Insights from the Linguistic Landscape

The Migration, Identity, and Translation Network

MITN is an interdisciplinary research network hosted by the University of Warwick and Monash University, Australia. We connect students, early career researchers, senior academics and relevant non-academic stakeholders whose interests relate to migration, multilingualism, identity and translation. Here we showcase insights from MITN research exploring multilingualism in the city of Coventry.

Heart-shaped word cloud containing project keywords.

In 2019, students at our Sprinter School in Multilingualism and Diversity (MultiDiv) explored the diverse character of Coventry through a linguistic landscaping project. Working in teams, they conducted a field trip to various locations in Coventry to collect image and interview data on multilingualism in the city in order to build up a picture of its diverse linguistic landscape and published their findings in research blogs.

Here are some insights from what they found;

What is a linguistic landscape?

The linguistic landscape of a location refers to the use of language on signs in the location. By exploring what words are used and in what languages in the physical environment, we can learn about the practices and perceptions of the people and institutions who use and govern this space.

“The framework of linguistic landscaping refers to the “linguistic objects that mark a space” (Ben-Raphael et al, 2006) and examines the signs that are physically present in a specific environment, as a reflection of the languages and speakers present in the community. In doing so, linguistic landscaping may be used to reflect the disjunct between theory and practice in multilingual policy and linguistic reality. While official data such as census reports may imply the presence of minority language speakers, linguistic landscaping projects can reveal how they are tangibly realised in an environment by analysing the use of linguistic objects.”

Genie Jones, Alex Avella, Reem Doukmak, Lúcia Collischonn de Abreu & Sofia Stojic

Our project

“Through the framework of linguistic landscaping and by collecting community members’ perceptions of multilingualism, this paper aims to establish the importance of multilingualism for Coventry’s identity … visiting three sites of multilingual participation …

Our sites reflect our interest in the perspectives of multilingualism in Coventry through the eyes of newly arrived inhabitants and the service providers who work closely with them.”

Genie Jones, Alex Avella, Reem Doukmak, Lúcia Collischonn de Abreu & Sofia Stojic 

Languages of Coventry

“The 2011 census for Coventry states the top 5 most spoken languages in the area, in the following order: Punjabi (2.3%), Polish (2%), Gujarati (0.8%), Urdu (0.8%), and Arabic (0.6%).”

- Data excerpts:
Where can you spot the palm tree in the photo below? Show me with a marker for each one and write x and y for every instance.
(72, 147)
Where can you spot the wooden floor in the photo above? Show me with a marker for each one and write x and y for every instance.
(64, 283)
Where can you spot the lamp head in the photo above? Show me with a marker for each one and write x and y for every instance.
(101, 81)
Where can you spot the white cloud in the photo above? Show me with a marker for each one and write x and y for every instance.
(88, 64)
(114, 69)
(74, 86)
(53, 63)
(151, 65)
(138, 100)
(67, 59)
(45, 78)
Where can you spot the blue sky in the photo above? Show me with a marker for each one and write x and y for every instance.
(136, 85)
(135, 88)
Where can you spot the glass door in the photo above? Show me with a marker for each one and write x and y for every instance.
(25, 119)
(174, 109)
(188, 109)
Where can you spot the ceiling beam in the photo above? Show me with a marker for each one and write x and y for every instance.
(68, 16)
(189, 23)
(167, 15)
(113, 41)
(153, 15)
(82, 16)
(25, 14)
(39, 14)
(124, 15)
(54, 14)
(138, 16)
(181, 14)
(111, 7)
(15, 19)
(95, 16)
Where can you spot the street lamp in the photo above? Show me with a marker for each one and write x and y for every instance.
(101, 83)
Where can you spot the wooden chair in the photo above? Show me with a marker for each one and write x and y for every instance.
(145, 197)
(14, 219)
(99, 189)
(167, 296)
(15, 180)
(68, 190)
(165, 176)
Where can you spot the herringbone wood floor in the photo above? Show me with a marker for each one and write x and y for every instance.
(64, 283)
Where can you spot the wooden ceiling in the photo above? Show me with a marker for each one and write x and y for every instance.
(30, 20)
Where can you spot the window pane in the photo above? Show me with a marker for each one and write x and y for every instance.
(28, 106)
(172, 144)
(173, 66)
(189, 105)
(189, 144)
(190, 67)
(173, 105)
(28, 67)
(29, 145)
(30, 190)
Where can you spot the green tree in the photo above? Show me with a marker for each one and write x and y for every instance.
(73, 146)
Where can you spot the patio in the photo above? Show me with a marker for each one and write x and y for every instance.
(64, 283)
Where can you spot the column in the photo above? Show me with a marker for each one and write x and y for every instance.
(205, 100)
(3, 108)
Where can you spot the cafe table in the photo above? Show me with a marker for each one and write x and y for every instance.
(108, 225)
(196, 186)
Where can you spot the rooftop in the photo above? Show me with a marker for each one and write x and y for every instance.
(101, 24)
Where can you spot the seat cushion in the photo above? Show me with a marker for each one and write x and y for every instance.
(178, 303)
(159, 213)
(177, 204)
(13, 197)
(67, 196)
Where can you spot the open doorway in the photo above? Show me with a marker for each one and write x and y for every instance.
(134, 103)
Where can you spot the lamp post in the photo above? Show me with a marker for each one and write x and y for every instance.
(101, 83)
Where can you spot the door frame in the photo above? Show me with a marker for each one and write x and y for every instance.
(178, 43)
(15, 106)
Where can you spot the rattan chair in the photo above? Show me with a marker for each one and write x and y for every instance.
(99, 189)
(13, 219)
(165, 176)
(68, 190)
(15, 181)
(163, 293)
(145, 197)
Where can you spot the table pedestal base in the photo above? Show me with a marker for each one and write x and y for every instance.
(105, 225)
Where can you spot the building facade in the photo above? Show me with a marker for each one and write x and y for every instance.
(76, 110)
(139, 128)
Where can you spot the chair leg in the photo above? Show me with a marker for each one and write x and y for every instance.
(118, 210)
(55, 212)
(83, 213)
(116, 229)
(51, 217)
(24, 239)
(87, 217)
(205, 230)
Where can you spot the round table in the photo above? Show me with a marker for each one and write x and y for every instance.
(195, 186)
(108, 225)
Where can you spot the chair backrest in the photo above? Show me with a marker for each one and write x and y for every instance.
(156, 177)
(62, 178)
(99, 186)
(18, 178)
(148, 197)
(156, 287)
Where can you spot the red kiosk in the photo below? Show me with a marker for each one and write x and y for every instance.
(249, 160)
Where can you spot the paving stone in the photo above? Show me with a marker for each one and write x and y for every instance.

- Jobs:
(a) Output the passage on Coventry's linguistic landscape from "Heart-shaped word cloud" to "a linguistic landscape?", word for word.
(b) Go on with the text about Coventry's linguistic landscape, starting after its final sentence.

- Task responses:
(a)
Heart-shaped word cloud containing project keywords.

In 2019, students at our Sprinter School in Multilingualism and Diversity (MultiDiv) explored the diverse character of Coventry through a linguistic landscaping project. Working in teams, they conducted a field trip to various locations in Coventry to collect image and interview data on multilingualism in the city in order to build up a picture of its diverse linguistic landscape and published their findings in research blogs.

Here are some insights from what they found;

What is a linguistic landscape?

(b)
Genie Jones, Alex Avella, Reem Doukmak, Lúcia Collischonn de Abreu & Sofia Stojic 

St Francis of Assisi Church, Radford

One of the institutions which kindly facilitated our students to collect data was St Francis of Assisi Church, Radford. In addition to providing traditional church services, St Francis acts as a community centre for migrants of diverse national, cultural, and religious backgrounds.

Sign outside the church describing the activities on offer

“To be considered a sign each item had to be attached to a surface and include text. Signs were further divided according to their author into three groups: those put up by an external authority, such as health and safety signs, those authored by the organisation itself, which included posters describing activities of the church as well as its function as a community centre, and the last category were signs created by the community members themselves; handwritten notes asking others to pray for them.”

Barbora Danková

Table 1: Language practice in signs


Official A Official B Unofficial
Language practice Multilingual Monolingual Multilingual Monolingual Multilingual Monolingual
Number of signs 0 5 1 90 0 3

Percentage of total (%)

0 100 1.1 98.9 0 100

Table 2: Translation practice in signs

  Official B - Multilingual
Mutually translated Mutual Non-mutual
Number of signs 1 0
Percentage of total (%) 100 0

“As can be observed above, most signs were authored by the organisation. We identified a single multilingual sign positioned near the church building entrance. The mutually translated sign saying 'welcome' in numerous languages was purely symbolic rather than informative, as the languages present did not match the demographic information of service users. This represents the church as an inclusive and multilingual environment.”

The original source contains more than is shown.